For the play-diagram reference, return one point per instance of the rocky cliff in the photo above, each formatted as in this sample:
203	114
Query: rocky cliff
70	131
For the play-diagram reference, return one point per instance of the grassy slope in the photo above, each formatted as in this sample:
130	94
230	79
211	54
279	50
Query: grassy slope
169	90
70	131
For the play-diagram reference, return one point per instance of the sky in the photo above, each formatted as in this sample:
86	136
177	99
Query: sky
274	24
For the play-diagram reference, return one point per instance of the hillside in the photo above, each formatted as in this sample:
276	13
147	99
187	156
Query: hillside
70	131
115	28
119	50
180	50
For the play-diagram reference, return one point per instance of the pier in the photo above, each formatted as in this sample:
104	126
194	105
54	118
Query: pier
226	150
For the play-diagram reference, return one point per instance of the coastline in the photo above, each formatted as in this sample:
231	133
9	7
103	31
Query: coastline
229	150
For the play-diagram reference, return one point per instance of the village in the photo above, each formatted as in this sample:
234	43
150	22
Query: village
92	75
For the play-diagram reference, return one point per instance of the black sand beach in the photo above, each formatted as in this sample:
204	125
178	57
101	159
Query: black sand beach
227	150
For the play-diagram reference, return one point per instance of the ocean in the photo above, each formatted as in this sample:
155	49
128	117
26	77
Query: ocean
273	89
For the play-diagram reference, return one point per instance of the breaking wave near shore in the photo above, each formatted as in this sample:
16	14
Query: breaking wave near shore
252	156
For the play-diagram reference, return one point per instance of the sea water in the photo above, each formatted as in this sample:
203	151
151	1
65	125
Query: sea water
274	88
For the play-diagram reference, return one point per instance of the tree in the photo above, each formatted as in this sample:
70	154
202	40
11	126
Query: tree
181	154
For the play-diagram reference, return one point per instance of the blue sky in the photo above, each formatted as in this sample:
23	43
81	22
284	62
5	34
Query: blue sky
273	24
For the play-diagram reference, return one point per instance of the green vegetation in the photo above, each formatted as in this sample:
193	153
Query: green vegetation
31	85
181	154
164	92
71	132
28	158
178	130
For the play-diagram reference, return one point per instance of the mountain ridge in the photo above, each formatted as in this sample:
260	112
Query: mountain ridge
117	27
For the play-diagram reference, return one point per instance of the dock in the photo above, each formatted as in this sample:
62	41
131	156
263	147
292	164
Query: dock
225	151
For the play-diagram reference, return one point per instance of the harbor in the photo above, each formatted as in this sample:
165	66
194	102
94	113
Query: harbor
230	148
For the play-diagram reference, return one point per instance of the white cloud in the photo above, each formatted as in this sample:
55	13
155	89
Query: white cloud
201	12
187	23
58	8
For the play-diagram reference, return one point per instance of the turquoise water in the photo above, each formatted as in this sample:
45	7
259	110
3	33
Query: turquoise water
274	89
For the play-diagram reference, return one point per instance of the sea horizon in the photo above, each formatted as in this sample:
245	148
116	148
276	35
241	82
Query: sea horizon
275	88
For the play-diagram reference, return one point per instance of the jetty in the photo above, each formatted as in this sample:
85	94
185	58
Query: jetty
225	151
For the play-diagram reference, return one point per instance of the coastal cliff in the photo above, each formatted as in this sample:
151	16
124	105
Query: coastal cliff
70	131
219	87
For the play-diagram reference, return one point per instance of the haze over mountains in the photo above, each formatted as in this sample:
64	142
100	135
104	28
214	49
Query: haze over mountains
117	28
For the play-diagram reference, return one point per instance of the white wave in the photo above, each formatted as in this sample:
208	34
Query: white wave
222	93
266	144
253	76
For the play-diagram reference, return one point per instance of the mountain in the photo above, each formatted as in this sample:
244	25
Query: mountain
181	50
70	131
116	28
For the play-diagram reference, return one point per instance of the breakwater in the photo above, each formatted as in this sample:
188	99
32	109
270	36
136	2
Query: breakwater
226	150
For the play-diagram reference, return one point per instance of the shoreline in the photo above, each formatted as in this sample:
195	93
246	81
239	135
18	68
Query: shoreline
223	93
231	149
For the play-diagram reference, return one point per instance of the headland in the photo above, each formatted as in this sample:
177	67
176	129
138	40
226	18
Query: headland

··········

WORK ORDER = Find the lines of the material that hold the word "headland" and report their count alone.

FINAL ANSWER = 2